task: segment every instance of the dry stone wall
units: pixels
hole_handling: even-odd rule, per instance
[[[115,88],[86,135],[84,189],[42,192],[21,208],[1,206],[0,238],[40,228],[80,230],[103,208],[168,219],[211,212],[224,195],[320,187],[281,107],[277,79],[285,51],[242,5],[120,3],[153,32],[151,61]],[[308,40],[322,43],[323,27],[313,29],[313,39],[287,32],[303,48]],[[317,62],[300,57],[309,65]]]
---
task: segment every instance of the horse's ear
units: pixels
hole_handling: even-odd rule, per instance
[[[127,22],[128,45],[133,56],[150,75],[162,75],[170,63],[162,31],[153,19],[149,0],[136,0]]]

→ WRITTEN REQUEST: Show all lines above that contain the word "every", treating uppercase and lowercase as different.

→ IN RESPONSE:
task: segment every instance of the dry stone wall
task: segment every instance of the horse's ear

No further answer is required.